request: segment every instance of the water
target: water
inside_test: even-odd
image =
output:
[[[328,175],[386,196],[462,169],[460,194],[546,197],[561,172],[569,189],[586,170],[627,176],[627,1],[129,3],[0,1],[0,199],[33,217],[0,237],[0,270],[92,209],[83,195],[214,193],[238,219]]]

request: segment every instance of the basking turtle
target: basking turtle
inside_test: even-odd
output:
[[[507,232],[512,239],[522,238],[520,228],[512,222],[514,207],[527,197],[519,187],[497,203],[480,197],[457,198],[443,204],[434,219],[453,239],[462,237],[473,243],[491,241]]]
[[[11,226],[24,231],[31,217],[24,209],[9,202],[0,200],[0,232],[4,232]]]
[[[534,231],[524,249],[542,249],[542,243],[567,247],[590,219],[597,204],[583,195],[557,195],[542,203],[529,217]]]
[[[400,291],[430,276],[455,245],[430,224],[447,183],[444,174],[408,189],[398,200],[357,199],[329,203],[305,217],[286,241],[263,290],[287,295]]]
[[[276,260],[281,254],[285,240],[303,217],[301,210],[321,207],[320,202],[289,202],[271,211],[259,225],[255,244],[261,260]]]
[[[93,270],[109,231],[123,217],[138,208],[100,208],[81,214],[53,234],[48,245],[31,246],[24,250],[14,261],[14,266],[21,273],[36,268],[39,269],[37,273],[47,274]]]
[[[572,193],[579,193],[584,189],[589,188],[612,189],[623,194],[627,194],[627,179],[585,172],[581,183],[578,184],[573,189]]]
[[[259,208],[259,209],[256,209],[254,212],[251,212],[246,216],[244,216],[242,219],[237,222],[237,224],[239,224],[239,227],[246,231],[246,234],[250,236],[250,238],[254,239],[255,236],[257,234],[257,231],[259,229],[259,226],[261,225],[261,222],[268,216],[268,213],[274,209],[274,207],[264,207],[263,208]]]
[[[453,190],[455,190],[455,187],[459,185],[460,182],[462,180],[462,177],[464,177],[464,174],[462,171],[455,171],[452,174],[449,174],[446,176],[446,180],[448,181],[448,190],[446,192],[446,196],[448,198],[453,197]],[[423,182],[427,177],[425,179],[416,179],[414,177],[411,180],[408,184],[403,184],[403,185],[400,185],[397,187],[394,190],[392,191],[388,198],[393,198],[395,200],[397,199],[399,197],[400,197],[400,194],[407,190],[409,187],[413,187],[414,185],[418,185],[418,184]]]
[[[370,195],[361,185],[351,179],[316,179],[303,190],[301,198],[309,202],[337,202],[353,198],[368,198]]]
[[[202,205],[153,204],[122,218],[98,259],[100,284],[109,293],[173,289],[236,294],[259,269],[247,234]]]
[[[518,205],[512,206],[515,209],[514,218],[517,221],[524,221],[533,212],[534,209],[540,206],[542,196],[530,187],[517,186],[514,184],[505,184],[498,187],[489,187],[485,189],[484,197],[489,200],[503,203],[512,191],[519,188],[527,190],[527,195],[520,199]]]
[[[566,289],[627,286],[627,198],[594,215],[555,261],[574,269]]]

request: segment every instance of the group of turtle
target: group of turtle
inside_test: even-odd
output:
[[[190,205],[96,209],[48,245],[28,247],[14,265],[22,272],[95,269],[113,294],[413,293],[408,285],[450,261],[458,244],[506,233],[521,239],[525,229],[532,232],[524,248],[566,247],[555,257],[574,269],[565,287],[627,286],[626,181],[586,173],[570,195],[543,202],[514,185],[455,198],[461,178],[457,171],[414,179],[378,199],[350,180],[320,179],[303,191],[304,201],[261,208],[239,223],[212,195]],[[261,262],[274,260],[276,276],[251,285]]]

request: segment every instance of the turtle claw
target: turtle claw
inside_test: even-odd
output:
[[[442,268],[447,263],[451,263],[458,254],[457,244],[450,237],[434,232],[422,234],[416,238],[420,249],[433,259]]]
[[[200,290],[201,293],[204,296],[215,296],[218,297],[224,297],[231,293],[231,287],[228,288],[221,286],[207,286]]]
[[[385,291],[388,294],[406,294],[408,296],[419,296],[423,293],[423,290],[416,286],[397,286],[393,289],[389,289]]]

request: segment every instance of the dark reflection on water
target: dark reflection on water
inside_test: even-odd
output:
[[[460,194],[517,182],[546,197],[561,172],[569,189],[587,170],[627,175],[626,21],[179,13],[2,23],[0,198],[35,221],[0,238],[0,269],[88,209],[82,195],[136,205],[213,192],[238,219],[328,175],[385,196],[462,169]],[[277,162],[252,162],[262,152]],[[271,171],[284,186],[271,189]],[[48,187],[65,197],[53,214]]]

________________________________________

> [WRITTEN TASK] Count how many lines in the rows above contain the word "water", and reply with that number alone.

> [WRITTEN ANSWER] 4